→ WHAT IS BEING ASKED
Every record listed below should be copied exactly.

(DATA EXTRACTS begins)

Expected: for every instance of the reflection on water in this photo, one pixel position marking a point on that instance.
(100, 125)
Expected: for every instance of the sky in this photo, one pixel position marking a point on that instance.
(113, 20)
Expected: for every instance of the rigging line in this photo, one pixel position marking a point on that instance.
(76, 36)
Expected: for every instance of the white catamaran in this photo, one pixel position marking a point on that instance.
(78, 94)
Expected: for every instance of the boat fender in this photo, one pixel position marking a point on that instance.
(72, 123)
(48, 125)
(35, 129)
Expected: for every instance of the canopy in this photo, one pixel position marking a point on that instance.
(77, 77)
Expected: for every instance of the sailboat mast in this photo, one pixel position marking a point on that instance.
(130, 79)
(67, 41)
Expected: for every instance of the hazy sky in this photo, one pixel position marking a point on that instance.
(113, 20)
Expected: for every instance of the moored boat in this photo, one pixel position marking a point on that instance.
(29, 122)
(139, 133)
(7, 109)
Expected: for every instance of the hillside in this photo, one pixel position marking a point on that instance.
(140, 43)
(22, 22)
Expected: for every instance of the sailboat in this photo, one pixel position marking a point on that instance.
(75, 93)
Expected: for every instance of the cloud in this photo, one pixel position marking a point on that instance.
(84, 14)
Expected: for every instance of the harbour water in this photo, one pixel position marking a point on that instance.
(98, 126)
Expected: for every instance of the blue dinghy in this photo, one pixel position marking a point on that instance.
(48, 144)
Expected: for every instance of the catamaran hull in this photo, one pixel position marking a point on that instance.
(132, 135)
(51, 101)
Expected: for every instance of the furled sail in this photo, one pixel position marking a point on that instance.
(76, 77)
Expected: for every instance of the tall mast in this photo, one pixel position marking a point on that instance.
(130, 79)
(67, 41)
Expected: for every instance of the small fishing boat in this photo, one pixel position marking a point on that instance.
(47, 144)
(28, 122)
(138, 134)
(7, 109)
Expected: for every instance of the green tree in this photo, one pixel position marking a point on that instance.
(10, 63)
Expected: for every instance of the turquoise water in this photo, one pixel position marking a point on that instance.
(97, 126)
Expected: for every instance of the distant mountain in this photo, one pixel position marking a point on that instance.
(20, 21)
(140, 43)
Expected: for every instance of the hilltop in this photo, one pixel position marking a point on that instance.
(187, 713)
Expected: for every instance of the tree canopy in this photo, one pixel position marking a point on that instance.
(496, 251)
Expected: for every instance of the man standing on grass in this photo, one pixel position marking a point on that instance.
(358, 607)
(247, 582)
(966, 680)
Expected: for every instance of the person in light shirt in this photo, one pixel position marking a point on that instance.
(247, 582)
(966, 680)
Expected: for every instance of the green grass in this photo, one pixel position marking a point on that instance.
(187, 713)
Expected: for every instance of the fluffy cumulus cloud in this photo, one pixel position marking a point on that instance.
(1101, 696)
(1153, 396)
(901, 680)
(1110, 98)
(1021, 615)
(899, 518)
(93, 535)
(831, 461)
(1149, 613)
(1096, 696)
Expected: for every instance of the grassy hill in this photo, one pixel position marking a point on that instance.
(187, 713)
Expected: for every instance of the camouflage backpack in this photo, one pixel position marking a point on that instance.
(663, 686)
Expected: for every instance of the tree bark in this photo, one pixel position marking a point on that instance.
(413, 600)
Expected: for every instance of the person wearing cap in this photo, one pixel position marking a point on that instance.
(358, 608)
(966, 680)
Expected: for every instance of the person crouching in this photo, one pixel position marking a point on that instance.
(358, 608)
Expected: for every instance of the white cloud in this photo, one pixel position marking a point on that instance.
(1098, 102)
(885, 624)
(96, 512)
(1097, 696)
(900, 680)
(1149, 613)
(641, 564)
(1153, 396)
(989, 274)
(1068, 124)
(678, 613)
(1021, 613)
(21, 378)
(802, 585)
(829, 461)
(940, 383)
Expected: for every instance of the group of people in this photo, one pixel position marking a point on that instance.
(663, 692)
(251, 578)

(DATA EXTRACTS ends)

→ SOLUTION TO THE PROBLEM
Expected: for every instance of the reflection on water in this photo, one pixel position marking a point on that instance.
(100, 125)
Expected: for every instance of the sky in this photo, one pixel position marking a point on that instance.
(113, 20)
Expected: for every instance of the rigging line in this photo, one pixel position marking a point on that instance.
(76, 36)
Expected: for every instance of the white catamaran in this photo, one pixel position marking a point on that instance.
(78, 94)
Expected: for every instance of the boat fender in this photo, one pixel position marking a point on that instance.
(72, 123)
(48, 125)
(35, 129)
Expected: for every instance of the canopy in this photo, one pixel position marking a point on that instance.
(77, 77)
Expected: for every instance of the sailboat mast in this photo, one pixel position marking a point on that instance.
(130, 79)
(67, 41)
Expected: for every instance of the hazy sky in this photo, one pixel position marking a point on that instance.
(113, 20)
Expected: for every instance of the moored boat in this photo, one pixel position marking a point on that instance.
(29, 122)
(139, 133)
(7, 109)
Expected: for every instance of the hillside in this photo, one pixel position marking a point on that instance.
(140, 43)
(22, 22)
Expected: for every instance of the sailboat in this photo, one pixel position marking a point on that instance.
(75, 93)
Expected: for every instance of the cloud in this photo, one pixel position marking a point on that instance.
(84, 14)
Expected: for every instance of the harbour water in this photo, one pixel position marking a point on that instance.
(98, 126)
Expected: for every instance of the blue dinghy in this photo, one pixel position marking a point on that instance.
(48, 144)
Expected: for every instance of the catamaran hull in this photo, one pixel position marking a point on that instance.
(132, 135)
(51, 101)
Expected: for every instance of the furled sail in this photo, one pixel position marking a point on that instance.
(76, 77)
Expected: for every instance of the tall mast in this photo, one pixel position marking a point on that instance.
(130, 79)
(67, 41)
Expected: for every instance of the small fishing boat in this photo, one pixel position marking a point on that instance.
(47, 144)
(28, 122)
(138, 134)
(7, 109)
Expected: for every instance of the green tree in this photo, one pixel position marking a point on that instance.
(10, 63)
Expected: for every instance of the turquoise water in this photo, one pixel position marking a point on that instance.
(97, 126)
Expected: for every instance of the distant mountain in this photo, one pixel position marking a point on that instance.
(20, 21)
(140, 43)
Expected: for every instance of the hilltop in this photo, one pixel position marking a point on that instance.
(187, 713)
Expected: for every instance of the tree canopy in this photo, one pixel position marking a point on that instance.
(496, 251)
Expected: for every instance of the man standing on grass in this photo, one pixel position marking a point on that instance.
(358, 607)
(247, 582)
(966, 680)
Expected: for every instance of the person in light shirt in this photo, one pixel position marking a point on that instance.
(247, 582)
(966, 680)
Expected: for every instance of the green grass in this photo, one pixel position marking a point on that instance.
(187, 713)
Expected: for every instance of the fluffy cumulus cloud in this photo, one pixel position marking a point on that instance.
(1101, 696)
(1153, 396)
(901, 680)
(1110, 98)
(1021, 615)
(899, 518)
(93, 535)
(831, 461)
(1149, 613)
(1096, 696)
Expected: for every instance of the grassy hill in this photo, one pixel position marking a point on that instance.
(187, 713)
Expected: for every instance of the camouflage backpack in this photo, one pixel position marking a point on that instance.
(663, 686)
Expected: for every instance of the tree bark in this photo, one pixel position marking a point on that instance.
(413, 600)
Expected: for every instance of the person wearing cap in this photo, one pixel position marking a point on that instance.
(358, 608)
(966, 680)
Expected: for every instance of the person crouching in this photo, one pixel position marking a point on that instance.
(358, 608)
Expected: for every instance of the white cloud in this photo, one pixel position marking a point on that instance.
(1098, 102)
(885, 624)
(96, 512)
(1097, 696)
(900, 680)
(1149, 613)
(641, 564)
(1153, 396)
(989, 274)
(1068, 124)
(678, 613)
(1021, 613)
(21, 378)
(802, 585)
(829, 461)
(940, 383)
Expected: for every instance of the group of people in this photo, one pixel position marking a point on that instance.
(663, 692)
(251, 578)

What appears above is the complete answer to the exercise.